#### EXCERPTED TEXT ####
Luxembourg & Dayan London will present Pistoletto Politico, a solo show of works by Michelangelo Pistoletto, a pivotal figure in the development of the Arte Povera movement and one of Italy’s foremost contemporary artists. The exhibition will focus on works produced in the 1960’s and 1970’s, a time of turmoil in Italy, and will examine the ways in which these works reflect the volatile socio-political landscape. A major retrospective of Pistoletto’s work will also go on display in April 2013 at the Musée du Louvre, Paris.

In seven seminal works, produced during the period referred to as Italy’s Anni di piombo (years of lead), Michelangelo Pistoletto deftly addresses the socio-political tumult that punctuated and devastated the country from the 1960s through the early 80s. The cyclical economic downturn that seized Italy throughout this period and the subsequent socio-political upheaval that it triggered served a critical role in the reinvigoration and deployment of radical ideologies. From references to domestic terrorist factions, assassinations, incarceration, and student led insurrection, Pistoletto addresses art’s power to serve as a crucial and active site of political interrogation.
####
> [REQUIREMENT 1] Duplicate the exhibition description word for word, everything from "Luxembourg & Dayan" down to "du Louvre, Paris.".
#### INPUT ####
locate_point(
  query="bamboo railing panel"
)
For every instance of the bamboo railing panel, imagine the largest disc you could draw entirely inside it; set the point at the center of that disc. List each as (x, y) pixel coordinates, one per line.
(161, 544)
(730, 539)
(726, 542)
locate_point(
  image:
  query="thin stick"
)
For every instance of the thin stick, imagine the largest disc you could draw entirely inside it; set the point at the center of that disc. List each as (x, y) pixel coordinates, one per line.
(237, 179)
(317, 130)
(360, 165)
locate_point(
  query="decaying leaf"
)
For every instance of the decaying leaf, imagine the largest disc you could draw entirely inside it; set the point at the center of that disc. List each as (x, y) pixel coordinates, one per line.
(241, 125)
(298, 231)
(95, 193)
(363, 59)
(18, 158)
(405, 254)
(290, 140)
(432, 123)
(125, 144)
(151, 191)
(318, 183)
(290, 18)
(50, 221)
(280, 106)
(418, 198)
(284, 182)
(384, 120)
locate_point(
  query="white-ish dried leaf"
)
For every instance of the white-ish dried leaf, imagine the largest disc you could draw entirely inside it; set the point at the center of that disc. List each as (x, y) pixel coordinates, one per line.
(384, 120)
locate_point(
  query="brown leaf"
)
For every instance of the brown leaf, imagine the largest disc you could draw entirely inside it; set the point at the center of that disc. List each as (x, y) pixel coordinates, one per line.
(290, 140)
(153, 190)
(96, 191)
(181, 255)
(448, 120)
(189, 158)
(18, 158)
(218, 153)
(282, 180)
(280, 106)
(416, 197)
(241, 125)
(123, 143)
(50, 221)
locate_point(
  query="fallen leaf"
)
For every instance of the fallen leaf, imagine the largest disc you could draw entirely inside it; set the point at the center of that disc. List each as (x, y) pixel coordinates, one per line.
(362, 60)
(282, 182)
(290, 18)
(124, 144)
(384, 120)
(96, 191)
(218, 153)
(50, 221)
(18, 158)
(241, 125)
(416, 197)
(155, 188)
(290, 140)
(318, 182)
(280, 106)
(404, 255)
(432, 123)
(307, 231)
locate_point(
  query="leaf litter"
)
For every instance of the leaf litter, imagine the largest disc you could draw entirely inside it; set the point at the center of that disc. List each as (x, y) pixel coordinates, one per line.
####
> [REQUIREMENT 2] Pull out each line of the records that contains the string "decaying". Case counts.

> [COMPLETE RESPONSE 1]
Luxembourg & Dayan London will present Pistoletto Politico, a solo show of works by Michelangelo Pistoletto, a pivotal figure in the development of the Arte Povera movement and one of Italy’s foremost contemporary artists. The exhibition will focus on works produced in the 1960’s and 1970’s, a time of turmoil in Italy, and will examine the ways in which these works reflect the volatile socio-political landscape. A major retrospective of Pistoletto’s work will also go on display in April 2013 at the Musée du Louvre, Paris.

> [COMPLETE RESPONSE 2]
  query="decaying leaf"
For every instance of the decaying leaf, imagine the largest disc you could draw entirely inside it; set the point at the center of that disc. List each as (x, y) pixel coordinates, one per line.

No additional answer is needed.